== PROVIDED RECORDS ==

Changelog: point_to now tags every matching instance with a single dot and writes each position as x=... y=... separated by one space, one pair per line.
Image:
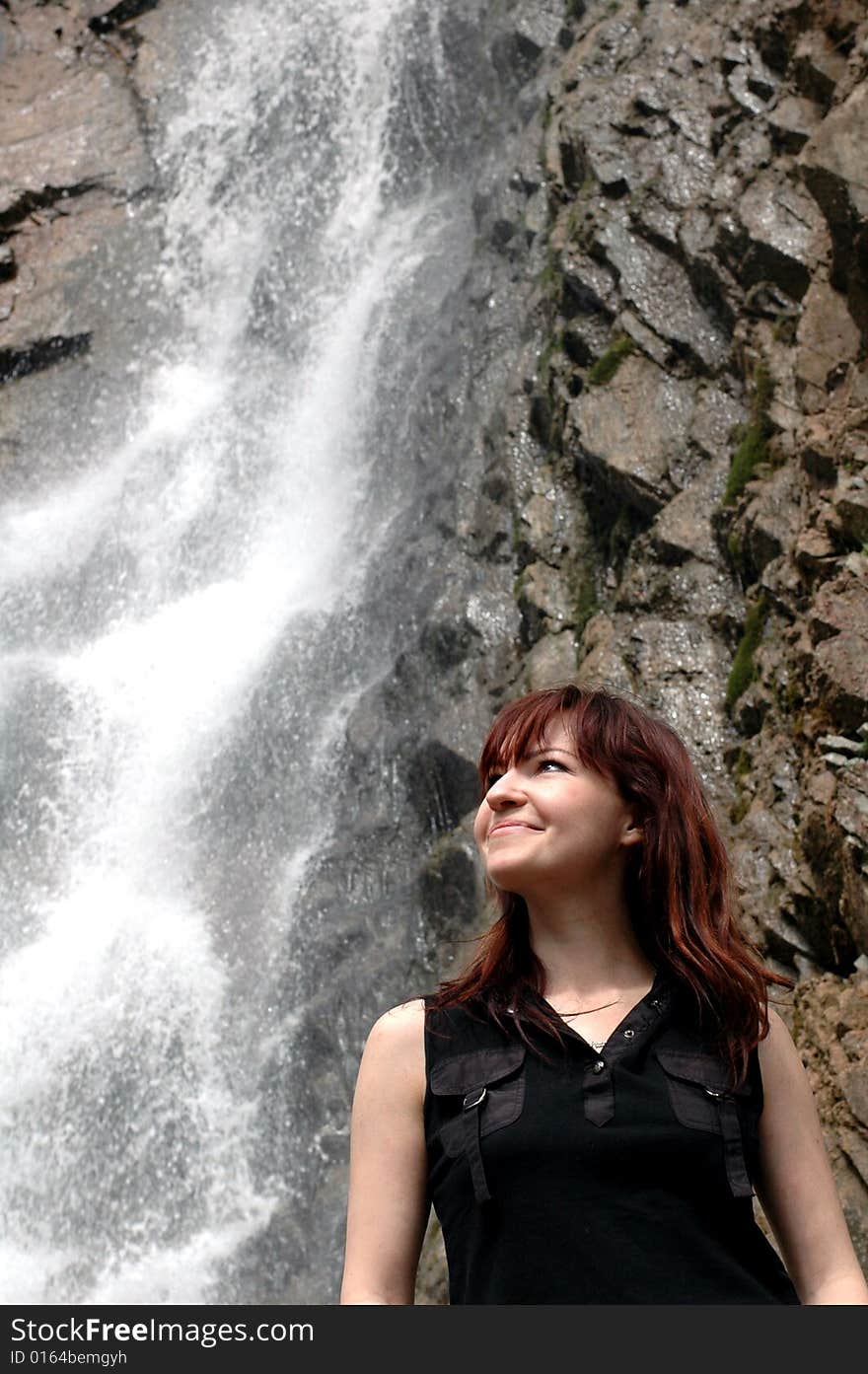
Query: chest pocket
x=489 y=1091
x=702 y=1100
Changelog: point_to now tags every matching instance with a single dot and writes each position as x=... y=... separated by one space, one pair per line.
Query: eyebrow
x=555 y=749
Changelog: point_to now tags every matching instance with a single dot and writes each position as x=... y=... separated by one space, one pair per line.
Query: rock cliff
x=667 y=486
x=695 y=530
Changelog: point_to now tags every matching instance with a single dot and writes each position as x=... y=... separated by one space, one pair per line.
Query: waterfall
x=184 y=633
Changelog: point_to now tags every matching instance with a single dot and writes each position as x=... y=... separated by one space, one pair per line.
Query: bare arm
x=388 y=1205
x=797 y=1188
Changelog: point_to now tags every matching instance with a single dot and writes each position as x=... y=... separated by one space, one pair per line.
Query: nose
x=506 y=790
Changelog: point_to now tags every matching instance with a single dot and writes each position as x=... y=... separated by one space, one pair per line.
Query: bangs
x=522 y=726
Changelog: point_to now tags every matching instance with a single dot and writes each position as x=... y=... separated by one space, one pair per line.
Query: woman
x=594 y=1102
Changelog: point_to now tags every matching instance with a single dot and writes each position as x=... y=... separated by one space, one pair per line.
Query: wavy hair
x=679 y=884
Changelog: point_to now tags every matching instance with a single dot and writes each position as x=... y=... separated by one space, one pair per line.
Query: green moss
x=743 y=762
x=734 y=545
x=544 y=362
x=609 y=362
x=755 y=443
x=743 y=667
x=585 y=602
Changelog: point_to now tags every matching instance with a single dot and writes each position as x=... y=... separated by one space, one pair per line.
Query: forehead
x=552 y=734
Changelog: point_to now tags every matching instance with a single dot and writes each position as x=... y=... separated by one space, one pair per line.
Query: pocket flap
x=474 y=1068
x=706 y=1070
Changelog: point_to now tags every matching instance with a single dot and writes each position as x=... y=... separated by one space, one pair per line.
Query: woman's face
x=548 y=822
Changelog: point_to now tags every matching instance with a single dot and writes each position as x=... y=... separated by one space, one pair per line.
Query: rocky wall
x=695 y=530
x=676 y=478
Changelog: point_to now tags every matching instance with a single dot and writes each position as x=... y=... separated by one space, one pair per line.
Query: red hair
x=678 y=881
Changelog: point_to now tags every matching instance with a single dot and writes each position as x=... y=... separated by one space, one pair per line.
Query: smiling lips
x=511 y=825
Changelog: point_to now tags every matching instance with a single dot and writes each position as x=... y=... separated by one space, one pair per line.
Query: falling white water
x=146 y=593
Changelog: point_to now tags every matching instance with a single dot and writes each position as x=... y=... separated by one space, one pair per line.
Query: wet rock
x=660 y=292
x=588 y=286
x=850 y=504
x=832 y=167
x=793 y=121
x=826 y=336
x=777 y=238
x=818 y=66
x=551 y=661
x=683 y=528
x=628 y=434
x=770 y=521
x=850 y=817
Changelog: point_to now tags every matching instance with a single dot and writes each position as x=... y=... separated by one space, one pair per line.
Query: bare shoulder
x=780 y=1061
x=779 y=1039
x=401 y=1027
x=396 y=1042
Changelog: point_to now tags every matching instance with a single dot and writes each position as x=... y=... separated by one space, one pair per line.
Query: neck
x=587 y=948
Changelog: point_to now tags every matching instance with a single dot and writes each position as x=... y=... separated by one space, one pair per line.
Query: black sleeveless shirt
x=615 y=1177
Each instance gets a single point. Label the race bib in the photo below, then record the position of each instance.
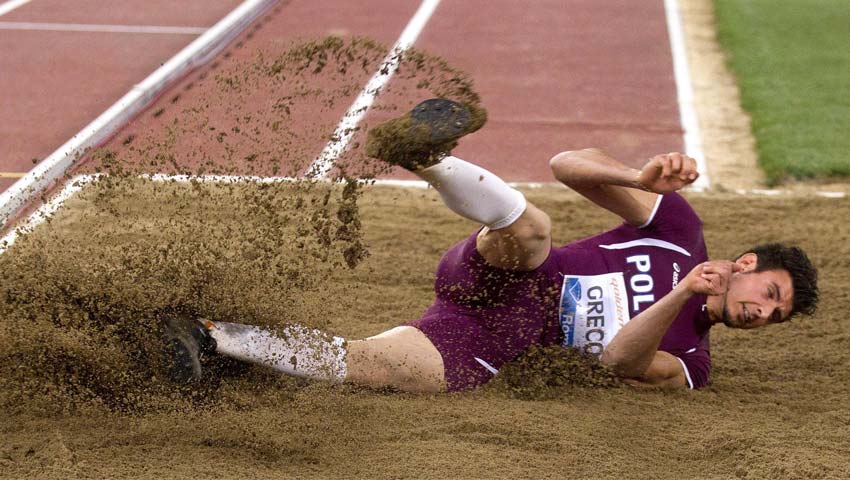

===

EXERCISE PROMPT ▸ Please scale the coordinates in the answers by 1.4, rounding each to a whole number with halves going up, and write out only the lines from the very first one through the line that has "x=702 y=1100", requests included. Leave the picture out.

WRITTEN REPLY ▸
Changelog: point_to now tags every matching instance with a single dot and writes each position as x=... y=... separated by one space, one pair per line.
Image:
Query: chest pocket
x=685 y=1527
x=983 y=1540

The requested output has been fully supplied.